TEXT SEGMENT:
········

Due to the amount of chemicals dumped into the sea, fish have a high rate of bearing toxins and "more fish are consumed by U.S. livestock than by the entire human populations of all countries of western Europe combined." The book gives many examples of times when hundreds of thousands to millions of animals had to be killed due to the concentration of toxins in them.
Other dangerous chemicals used directly or indirectly include:
PCB's - birth defects, cancer, and sterility.
Kepone - cancer, birth defects, neurological disorders, and sterility.
Toxaphene - cancer, birth defects, causes bones to dissolve.
Dichlorvos - competes with dioxin for toxicity.
In 1966 before Congress the USDA admitted that "no milk available on the market, today, in any part of the United States, is free of pesticide residues" and in a test of 2,600 poultry samples every single one was contaminated with toxic pesticides. Lewis Regenstein, a pesticide expert, said that "Meat contains approximately 14 times more pesticides than do plant foods; dairy products 5.5 times more."
Most of farming now a days is for livestock, not humans, and it's incredible inefficient. "To supply one person with a meat habit food for a year requires three and a quarter acres. To supply one pure vegetarian requires only one sixth of an acre." "Lester Brown of the Overseas Development Council has estimated that if Americans were to reduce their meat consumption by only 10 percent, it would free over 12 million tons of grain annually for human consumption. That, all by itself, would be enough to adequately feed every one of the 60 million human beings who will starve to death on the planet this year." If that wasn't reason enough, our current farming system depletes topsoil, a necessary component of crop growth. "As a result, the U.S. Department of Agriculture says that the productivity of the nation's cropland is down 70 percent, with much of it on the brink of becoming barren wasteland." "Of this staggering topsoil loss, 85 percent is directly associated with livestock raising."
Water, a growing global crisis, is also a factor to consider. One pound of meat takes about 2,500 gallons of water to produce, enough for an average family's water use for a month. "To produce a day's food for one meat eater takes over 4,000 gallons; for a pure vegetarian, only 300 gallons." Producing rice takes 100 times less water than cattle. "More water is withdrawn from the Ogallal Aquifer (for meat use) every year than is used to grow all the fruits and vegetables in the entire country." Excrement from cattle production is also a problem. It accumulates in such large quantities that it can't return to the soil and most often ends up in the water system. "Animal waste account for more than 10 times as much water pollution as the total amount attributable to the entire human population. Astoundingly, the meant industry single-handedly accounts for more than three times as much harmful organic waste water pollution as the rest of the nation's industries combined."
So our current farming methods treat animals horrifically, meat consumption leads to all kinds of preventable disease, and meat is almost guaranteed to contain harmful chemicals. Cool.

········

REQUIREMENT A: Decide whether each statement agrees with the passage on livestock farming, answering yes or no and quoting the words that settle it: (i) In 1966 the USDA told Congress that no milk on the U.S. market was free of pesticide residues. (ii) Toxaphene is listed as causing neurological disorders. (iii) Feeding one pure vegetarian for a year takes one sixth of an acre.
REQUIREMENT B: According to the passage on livestock farming, what percentage of the topsoil loss is directly associated with raising livestock?
The rows that come after this passage on livestock farming have no connection to it.

········

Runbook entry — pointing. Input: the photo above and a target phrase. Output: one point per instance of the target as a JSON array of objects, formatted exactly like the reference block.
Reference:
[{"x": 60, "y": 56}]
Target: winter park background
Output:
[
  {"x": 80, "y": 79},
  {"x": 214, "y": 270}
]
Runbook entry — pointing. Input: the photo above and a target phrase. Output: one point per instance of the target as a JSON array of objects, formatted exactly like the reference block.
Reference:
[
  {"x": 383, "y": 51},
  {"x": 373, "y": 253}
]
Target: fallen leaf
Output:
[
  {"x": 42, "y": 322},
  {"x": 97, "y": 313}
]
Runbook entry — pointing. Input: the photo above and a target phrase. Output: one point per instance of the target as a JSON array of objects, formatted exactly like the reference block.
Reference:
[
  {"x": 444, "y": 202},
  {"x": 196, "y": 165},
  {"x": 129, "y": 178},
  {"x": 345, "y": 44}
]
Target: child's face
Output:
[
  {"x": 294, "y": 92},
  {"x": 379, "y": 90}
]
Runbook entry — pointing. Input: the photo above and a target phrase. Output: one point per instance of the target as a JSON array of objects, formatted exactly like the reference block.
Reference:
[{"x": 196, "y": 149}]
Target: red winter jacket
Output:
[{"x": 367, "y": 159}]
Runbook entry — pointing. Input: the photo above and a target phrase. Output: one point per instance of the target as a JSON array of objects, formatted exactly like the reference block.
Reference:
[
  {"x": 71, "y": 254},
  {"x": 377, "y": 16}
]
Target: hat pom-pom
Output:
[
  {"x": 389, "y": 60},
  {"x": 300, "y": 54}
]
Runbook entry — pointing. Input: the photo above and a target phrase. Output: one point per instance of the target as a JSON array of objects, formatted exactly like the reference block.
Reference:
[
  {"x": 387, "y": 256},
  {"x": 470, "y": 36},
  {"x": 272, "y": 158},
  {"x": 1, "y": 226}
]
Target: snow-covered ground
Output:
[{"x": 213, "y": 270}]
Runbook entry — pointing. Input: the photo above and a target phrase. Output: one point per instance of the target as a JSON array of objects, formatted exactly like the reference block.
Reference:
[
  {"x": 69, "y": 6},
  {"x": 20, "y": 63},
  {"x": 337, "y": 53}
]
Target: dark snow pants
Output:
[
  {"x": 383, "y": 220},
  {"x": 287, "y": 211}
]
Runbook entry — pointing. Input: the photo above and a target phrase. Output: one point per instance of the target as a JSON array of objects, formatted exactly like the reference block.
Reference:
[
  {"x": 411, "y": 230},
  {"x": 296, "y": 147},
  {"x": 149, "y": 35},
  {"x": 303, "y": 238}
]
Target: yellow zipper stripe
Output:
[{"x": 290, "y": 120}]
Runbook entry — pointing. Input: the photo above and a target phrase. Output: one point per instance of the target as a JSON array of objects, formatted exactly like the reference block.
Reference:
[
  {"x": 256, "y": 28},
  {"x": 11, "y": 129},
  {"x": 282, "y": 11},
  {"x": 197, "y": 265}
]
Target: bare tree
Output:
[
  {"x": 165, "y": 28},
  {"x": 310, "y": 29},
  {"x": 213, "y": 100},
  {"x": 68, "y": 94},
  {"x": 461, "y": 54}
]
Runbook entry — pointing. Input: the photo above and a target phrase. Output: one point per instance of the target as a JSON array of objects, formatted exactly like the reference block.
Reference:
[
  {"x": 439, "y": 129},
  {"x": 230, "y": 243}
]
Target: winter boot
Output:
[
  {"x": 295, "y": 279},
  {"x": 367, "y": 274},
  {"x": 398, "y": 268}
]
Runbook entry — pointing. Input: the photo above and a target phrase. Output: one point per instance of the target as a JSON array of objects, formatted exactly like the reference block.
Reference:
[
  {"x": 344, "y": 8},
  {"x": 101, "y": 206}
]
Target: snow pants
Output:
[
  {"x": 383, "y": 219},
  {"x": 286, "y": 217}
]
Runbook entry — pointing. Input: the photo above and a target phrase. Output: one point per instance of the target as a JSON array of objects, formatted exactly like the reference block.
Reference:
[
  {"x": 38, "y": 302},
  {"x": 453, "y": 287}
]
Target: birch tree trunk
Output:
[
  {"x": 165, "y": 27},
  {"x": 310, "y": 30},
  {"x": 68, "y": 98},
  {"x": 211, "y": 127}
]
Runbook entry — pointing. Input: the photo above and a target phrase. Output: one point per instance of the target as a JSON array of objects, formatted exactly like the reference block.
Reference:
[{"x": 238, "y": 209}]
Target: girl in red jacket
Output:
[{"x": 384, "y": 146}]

········

OUTPUT A:
(i) Yes: "no milk available on the market, today, in any part of the United States, is free of pesticide residues"
(ii) No: "Toxaphene - cancer, birth defects, causes bones to dissolve."
(iii) Yes: "To supply one pure vegetarian requires only one sixth of an acre."

OUTPUT B: 85 percent.